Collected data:
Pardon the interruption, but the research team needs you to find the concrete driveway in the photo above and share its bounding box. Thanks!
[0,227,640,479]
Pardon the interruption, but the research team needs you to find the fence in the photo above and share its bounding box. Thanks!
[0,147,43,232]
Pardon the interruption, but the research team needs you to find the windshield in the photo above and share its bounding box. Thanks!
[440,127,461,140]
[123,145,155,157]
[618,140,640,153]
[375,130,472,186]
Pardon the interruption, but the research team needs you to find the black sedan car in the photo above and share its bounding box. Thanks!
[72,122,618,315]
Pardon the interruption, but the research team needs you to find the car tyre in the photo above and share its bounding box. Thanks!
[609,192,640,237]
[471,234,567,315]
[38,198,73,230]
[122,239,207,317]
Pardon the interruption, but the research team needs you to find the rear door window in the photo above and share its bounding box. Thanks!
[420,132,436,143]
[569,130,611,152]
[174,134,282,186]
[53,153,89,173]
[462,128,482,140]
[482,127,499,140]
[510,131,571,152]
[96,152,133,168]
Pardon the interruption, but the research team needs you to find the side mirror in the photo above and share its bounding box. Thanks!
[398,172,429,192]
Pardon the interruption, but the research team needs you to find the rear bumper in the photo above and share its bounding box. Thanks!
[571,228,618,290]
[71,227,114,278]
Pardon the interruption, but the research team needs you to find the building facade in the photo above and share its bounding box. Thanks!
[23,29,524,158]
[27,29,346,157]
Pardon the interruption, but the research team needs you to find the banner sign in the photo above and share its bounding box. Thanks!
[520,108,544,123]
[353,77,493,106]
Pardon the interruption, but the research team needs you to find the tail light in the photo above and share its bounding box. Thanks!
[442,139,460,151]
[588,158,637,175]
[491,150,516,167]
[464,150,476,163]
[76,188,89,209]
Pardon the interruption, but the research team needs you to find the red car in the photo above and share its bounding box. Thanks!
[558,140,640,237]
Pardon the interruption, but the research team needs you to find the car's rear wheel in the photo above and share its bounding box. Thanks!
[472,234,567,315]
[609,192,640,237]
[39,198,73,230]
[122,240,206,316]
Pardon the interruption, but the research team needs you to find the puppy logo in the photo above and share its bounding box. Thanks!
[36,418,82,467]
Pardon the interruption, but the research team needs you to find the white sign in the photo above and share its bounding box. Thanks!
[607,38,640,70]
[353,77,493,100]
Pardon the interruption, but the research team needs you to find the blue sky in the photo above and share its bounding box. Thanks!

WRITTEN PROBLEM
Could you convert every entry in the Collected data above into a JSON list of strings, one string per line, leaving out any blank lines?

SOLUTION FOR THIS EXERCISE
[
  "Pardon the interruption, but the research team needs you to find the concrete driveway in the photo above and share its bounding box. Thanks!",
  "[0,227,640,479]",
  "Pardon the interruption, but the research team needs you to find the fence in the photo above and share its bounding box. Thanks!",
  "[0,147,43,232]",
  "Pardon the interruption, but the research team needs you to find the windshield in the photo above and share its bounding box. Thanks!",
  "[440,127,461,140]",
  "[123,145,155,157]",
  "[618,140,640,153]",
  "[375,130,472,186]",
  "Pardon the interruption, but the research team needs you to find the black sedan car in the photo above and share its bounding box. Thanks!",
  "[72,122,618,315]",
  "Pardon the interruption, but the research team needs you to find the car tyre in the photo above and share its bounding box. Thanks!",
  "[609,192,640,237]",
  "[471,234,567,315]",
  "[38,198,73,230]",
  "[122,239,207,317]",
  "Pardon the interruption, but the research team needs you to find the rear door window in the photo above and share its bounding box. Thanks!",
  "[420,132,436,143]",
  "[569,130,611,152]",
  "[174,134,282,186]",
  "[53,153,89,173]",
  "[462,128,482,140]",
  "[482,127,499,140]",
  "[510,131,571,152]",
  "[96,152,133,168]",
  "Pardon the interruption, but the research team needs you to find the side mirror in the photo above and share its bounding box. Thanks!",
  "[398,172,429,192]",
  "Pardon the interruption, but the research team needs you to find the rear bumper in the photo above and share its bounding box. Thanks!",
  "[571,228,618,290]",
  "[71,227,114,278]",
  "Pardon the interruption, but the research team needs you to find the building facade in the photo above and share its bounding box. Thanks!",
  "[23,29,524,158]",
  "[27,29,346,157]",
  "Pardon the interruption, but the research team needs you to find the banner sign in the photo above and share its bounding box. Thanks!",
  "[520,108,544,123]",
  "[353,77,493,106]",
  "Pardon the interruption, but the research team needs you to find the tail light in the photo above and share its bounding box. Thanks!",
  "[442,139,460,151]",
  "[588,158,637,175]",
  "[491,150,516,167]",
  "[464,150,476,163]",
  "[76,188,89,209]",
  "Pardon the interruption, but the research team needs you to find the red car in the photo above and share its bounding box. Thanks!",
  "[558,140,640,237]",
  "Pardon the interruption, but the research team needs you to find the car's rear wheel in the photo above and share its bounding box. Thanks!",
  "[472,234,567,315]",
  "[609,192,640,237]",
  "[39,198,73,230]",
  "[122,240,206,316]",
  "Pardon the interruption, but the research team needs you to find the puppy logo in the photo above and share its bounding box. Thanks!",
  "[36,418,82,467]",
  "Pardon the interruption, but the research team needs you to find the white sign in the photo above and share its bounding box. Thanks!",
  "[607,38,640,70]",
  "[353,77,493,100]",
  "Pardon the interruption, but the research team needs you to find the blue sky in the photo above and share its bounding box. Thanks!"
]